WORK ITEM: Nothing but an exact copy of the records below counts as the answer.

#### SUPPLIED INFORMATION

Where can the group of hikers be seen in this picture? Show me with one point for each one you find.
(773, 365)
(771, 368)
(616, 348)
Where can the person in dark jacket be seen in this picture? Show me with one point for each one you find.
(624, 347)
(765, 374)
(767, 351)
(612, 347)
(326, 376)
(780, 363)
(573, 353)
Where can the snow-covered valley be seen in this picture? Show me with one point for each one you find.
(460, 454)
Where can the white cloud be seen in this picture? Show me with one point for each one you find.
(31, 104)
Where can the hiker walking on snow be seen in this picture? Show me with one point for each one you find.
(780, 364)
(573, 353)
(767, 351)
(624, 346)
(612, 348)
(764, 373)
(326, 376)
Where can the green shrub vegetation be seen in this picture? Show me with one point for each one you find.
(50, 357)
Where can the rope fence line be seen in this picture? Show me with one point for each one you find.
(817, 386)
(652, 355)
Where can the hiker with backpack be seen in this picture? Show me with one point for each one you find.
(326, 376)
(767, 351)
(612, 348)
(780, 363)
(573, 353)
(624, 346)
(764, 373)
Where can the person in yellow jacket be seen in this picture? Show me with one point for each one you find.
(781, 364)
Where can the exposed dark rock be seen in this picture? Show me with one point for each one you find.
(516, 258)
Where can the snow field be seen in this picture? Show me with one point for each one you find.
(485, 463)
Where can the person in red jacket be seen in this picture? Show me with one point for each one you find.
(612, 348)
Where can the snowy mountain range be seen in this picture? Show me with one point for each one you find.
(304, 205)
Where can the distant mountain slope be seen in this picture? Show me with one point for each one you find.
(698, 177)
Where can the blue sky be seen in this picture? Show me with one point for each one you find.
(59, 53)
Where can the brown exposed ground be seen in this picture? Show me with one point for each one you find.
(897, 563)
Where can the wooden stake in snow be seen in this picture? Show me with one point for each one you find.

########

WRITTEN RESPONSE:
Where can the group of hikers be seen in this picture? Show me with one point for each one you find.
(773, 365)
(771, 368)
(616, 348)
Where can the person in dark jacket be seen in this picture? Show me with one point for each one you find.
(624, 347)
(765, 374)
(767, 351)
(612, 347)
(326, 376)
(780, 363)
(573, 353)
Where can the snow-covered valley be seen in this picture? Show me with one point for each one you find.
(460, 454)
Where can the white cloud be seen in this picture? Show me with one point for each one you find.
(31, 104)
Where can the hiker walking on snow be seen in this picture? Show me with one point for each one you find.
(780, 364)
(573, 353)
(767, 351)
(624, 346)
(612, 348)
(764, 373)
(326, 376)
Where can the green shrub vegetation be seen in this picture? Show me with one point for each one you find.
(50, 357)
Where can the rope fence line be seen in this picture? Show me with one point for each one you find.
(817, 386)
(652, 355)
Where can the hiker with backpack be seen in this picture? Show me with one point for each one you find.
(326, 376)
(767, 351)
(612, 348)
(780, 363)
(573, 353)
(624, 346)
(764, 373)
Where can the person in yellow jacket be seen in this picture? Show me with one point for each one you find.
(781, 364)
Where can the exposed dark rock be seen in this picture? Show me with one point for each one you find.
(516, 258)
Where can the snow field be seen in this picture? Show me with one point for each one you find.
(485, 463)
Where can the person in red jacket be seen in this picture? Show me with one point for each one you find.
(612, 348)
Where can the snowy mountain range be seen in this picture? Show me with one point for each one you find.
(304, 205)
Where can the distant mountain slope be seen in this picture? Show me with one point for each one you find.
(698, 177)
Where can the blue sky be seen in this picture? Show me with one point for each one you find.
(59, 53)
Where can the brown exposed ground be seen in this picture? Show me with one point for each one you find.
(897, 563)
Where can the wooden stake in snow be seen in this picture? Show me with one point for each one you find.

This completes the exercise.